> What needs to be done: Please copy out the listing starting with the line with "Dataset class: sky." and going on through the line with "[32,0,750,530]", substituting "potted plant" for "potted flower" and leaving everything else unchanged.

> Supplied information:
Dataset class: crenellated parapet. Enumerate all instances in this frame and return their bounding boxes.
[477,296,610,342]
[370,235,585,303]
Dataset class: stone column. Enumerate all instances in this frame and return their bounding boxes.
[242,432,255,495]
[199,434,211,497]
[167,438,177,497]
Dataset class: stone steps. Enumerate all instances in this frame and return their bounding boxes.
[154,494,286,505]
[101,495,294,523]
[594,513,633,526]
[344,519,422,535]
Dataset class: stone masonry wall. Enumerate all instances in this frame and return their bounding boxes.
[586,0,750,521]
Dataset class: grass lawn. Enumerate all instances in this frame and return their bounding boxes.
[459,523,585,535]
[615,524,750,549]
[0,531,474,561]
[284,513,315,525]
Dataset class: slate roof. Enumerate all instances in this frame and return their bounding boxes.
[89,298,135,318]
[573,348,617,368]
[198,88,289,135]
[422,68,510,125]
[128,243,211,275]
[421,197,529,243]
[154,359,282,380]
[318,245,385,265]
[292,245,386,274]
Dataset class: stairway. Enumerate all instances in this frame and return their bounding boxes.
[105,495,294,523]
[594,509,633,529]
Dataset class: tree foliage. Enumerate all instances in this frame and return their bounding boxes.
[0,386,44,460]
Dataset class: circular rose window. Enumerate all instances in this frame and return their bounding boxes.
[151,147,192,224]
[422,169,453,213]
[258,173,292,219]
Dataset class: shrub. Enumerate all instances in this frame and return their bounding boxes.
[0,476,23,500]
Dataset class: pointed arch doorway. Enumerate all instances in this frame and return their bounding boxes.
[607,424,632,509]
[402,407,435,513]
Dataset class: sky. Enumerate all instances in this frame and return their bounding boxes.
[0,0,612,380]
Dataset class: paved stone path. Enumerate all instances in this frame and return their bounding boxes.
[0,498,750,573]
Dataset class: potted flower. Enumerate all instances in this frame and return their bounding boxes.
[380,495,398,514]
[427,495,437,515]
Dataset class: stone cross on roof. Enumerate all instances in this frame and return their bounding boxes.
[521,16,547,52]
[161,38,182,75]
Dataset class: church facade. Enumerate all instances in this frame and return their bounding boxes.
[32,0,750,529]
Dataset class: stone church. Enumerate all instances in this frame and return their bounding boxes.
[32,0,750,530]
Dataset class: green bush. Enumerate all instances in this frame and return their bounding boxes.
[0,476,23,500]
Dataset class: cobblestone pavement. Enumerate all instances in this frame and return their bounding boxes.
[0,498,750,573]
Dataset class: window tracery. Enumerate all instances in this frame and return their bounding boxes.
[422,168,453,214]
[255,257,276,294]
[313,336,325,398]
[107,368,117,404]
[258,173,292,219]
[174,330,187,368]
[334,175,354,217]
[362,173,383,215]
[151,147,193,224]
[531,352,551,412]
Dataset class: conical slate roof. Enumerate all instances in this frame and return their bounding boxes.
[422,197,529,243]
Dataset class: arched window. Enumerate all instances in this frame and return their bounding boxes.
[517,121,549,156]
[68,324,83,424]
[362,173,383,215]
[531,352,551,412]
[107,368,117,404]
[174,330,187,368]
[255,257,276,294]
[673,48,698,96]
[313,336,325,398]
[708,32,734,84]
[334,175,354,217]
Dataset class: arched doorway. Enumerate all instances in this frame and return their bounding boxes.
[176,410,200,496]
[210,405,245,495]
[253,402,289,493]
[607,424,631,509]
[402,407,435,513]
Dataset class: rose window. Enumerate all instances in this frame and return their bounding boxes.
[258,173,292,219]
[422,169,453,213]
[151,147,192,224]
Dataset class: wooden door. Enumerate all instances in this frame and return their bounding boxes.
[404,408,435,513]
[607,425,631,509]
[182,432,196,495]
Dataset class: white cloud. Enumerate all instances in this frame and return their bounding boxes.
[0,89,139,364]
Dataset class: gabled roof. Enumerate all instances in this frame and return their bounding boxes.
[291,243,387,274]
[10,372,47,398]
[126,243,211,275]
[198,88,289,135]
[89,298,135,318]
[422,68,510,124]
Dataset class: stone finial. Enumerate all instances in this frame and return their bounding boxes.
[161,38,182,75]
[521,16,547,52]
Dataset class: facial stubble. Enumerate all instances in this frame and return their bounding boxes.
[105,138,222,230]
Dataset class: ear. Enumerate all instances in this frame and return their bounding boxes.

> The output:
Dataset class: sky. Enumerate all instances in this frame and return their bounding boxes.
[0,0,612,380]
Dataset class: paved stone path. Enumerate all instances in this frame and return their bounding boxes.
[0,498,750,573]
Dataset class: potted plant. Enumerate all instances in this frame and return their bounding boxes.
[380,495,398,514]
[427,495,437,515]
Dataset class: stone cross on roof. Enumerate all instances in this frame and return their bounding boxes.
[521,16,547,52]
[161,38,182,75]
Dataset class: church facade. Enumerate all instances in this frame and return their bounding boxes.
[32,0,750,529]
Dataset class: stone church. Enumerate all instances in this frame and return their bounding boxes.
[32,0,750,530]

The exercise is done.